◆ Stated exercise 1
In the records, starting with the line that contains "Expected behaviour: the pointer indicates one point on the dark" and going on through the last line of the records, can you shift every pixel coordinate in the answers up by 7 and give all those lines again, requests included?

◆ Document extract
The Montana Grizzlies have played their home games in Washington–Grizzly Stadium since its construction in 1986. The stadium has an official capacity of 25,203. However, its record attendance is 26,856 which was set on November 20, 2021 with a 29 to 10 smashing defeat of cross state Rivals Montana state Bobcats. Construction of the stadium closely follows the Grizzlies recent success, and since its construction the Grizzlies have a 218 - 34 record as of 2021 and have gone undefeated 11 times. Stadium journey magazine ranked Washington Grizzly Stadium #1 in the FCS, # 7 in all college football and # 65 in all sports in all countries .

Before Washington-Grizzly Stadium, the Grizzlies played off-campus at "new" Dornblaser Field from 1968 to 1986. Prior to 1968, Montana played on-campus at "old" Dornblaser Field from 1920 to 1967. Both stadiums were named for Paul Dornblaser, the team's captain in 1912, who was killed in World War I. Prior to 1920, Montana played its home games at a field in downtown Missoula, near the former Missoulian newspaper building.

==Rivalries==

===Montana State===

Montana's primary rivalry is the Brawl of the Wild (AKA: The Griz - Cat game) against the Montana State University Bobcats in Bozeman. The game has been played 124 times, and the Griz lead the series, 74-44-5. The Montana State Bobcats won the last game 31-28 on November 21, 2025.

The series has three distinct periods. From 1897 to 1916, the teams didn't belong to a conference, but at times would play twice per year. Early seasons had seven games or less, with one season seeing the Grizzlies play just one game. Four of the five ties in the series came during this era. Montana won 12 games to Montana State's 7.

In 1917, Montana State joined the Rocky Mountain Athletic Conference (RMAC). In 1924, Montana joined what is now the Pac-12 Conference when it entered the Pacific Coast Conference. The RMAC included several teams that would become Mountain West Conference members. When MSU joined the RMAC, it included Colorado, Colorado State, Utah, Utah State, and Brigham Young. When UM joined the PCC, it included Stanford, California, UCLA, USC, Oregon, Oregon State, Washington, Washington State, and Idaho. The Bobcats remained in the RMAC through 1956, while the Grizzlies remained in the PCC through 1949. Montana joined the Mountain States Conference from 1951–1961. MSU was independent from 1957–1962 and UM was independent in 1950 and 1962. During this period UM, enjoyed a 30-8-1 edge in Griz-Cat games.

◆ Data rows
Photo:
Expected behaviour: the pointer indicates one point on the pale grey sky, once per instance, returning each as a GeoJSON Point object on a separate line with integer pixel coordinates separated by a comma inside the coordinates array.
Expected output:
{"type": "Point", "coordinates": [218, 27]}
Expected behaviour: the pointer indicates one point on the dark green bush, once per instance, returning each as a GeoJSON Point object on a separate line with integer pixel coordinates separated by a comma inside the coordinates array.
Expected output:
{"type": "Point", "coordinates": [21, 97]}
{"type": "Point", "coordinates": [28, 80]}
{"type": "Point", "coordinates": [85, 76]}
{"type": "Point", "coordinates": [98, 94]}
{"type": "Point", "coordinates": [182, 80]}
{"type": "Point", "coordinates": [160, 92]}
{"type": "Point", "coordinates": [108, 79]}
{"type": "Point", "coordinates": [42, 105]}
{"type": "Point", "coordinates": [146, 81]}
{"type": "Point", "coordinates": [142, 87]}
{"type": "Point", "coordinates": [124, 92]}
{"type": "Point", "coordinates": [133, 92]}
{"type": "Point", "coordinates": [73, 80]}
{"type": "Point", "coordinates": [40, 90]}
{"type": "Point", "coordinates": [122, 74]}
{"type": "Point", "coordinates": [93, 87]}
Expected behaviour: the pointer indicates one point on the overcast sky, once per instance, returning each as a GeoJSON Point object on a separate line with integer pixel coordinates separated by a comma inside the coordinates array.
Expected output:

◆ Stated exercise 2
In three sentences, what does the passage on Montana Grizzlies football say?

◆ Expected answer 1
Expected behaviour: the pointer indicates one point on the dark green bush, once per instance, returning each as a GeoJSON Point object on a separate line with integer pixel coordinates separated by a comma inside the coordinates array.
Expected output:
{"type": "Point", "coordinates": [28, 104]}
{"type": "Point", "coordinates": [35, 87]}
{"type": "Point", "coordinates": [92, 83]}
{"type": "Point", "coordinates": [105, 101]}
{"type": "Point", "coordinates": [189, 87]}
{"type": "Point", "coordinates": [167, 99]}
{"type": "Point", "coordinates": [115, 86]}
{"type": "Point", "coordinates": [49, 112]}
{"type": "Point", "coordinates": [153, 88]}
{"type": "Point", "coordinates": [149, 94]}
{"type": "Point", "coordinates": [131, 99]}
{"type": "Point", "coordinates": [140, 99]}
{"type": "Point", "coordinates": [80, 87]}
{"type": "Point", "coordinates": [47, 97]}
{"type": "Point", "coordinates": [129, 81]}
{"type": "Point", "coordinates": [100, 94]}
Expected behaviour: the pointer indicates one point on the overcast sky, once per instance, returning each as a GeoJSON Point object on a separate line with integer pixel coordinates separated by a comma inside the coordinates array.
Expected output:

◆ Expected answer 2
The Montana Grizzlies have played home games at Washington–Grizzly Stadium since its construction in 1986, holding a 218-34 record there as of 2021. Before that they played at "new" and "old" Dornblaser Field and, prior to 1920, at a field in downtown Missoula. Their primary rivalry is the Brawl of the Wild against the Montana State Bobcats, a 124-game series the Griz lead 74-44-5, which began in a non-conference era from 1897 to 1916 and later saw Montana hold a 30-8-1 edge while the schools played in separate conferences.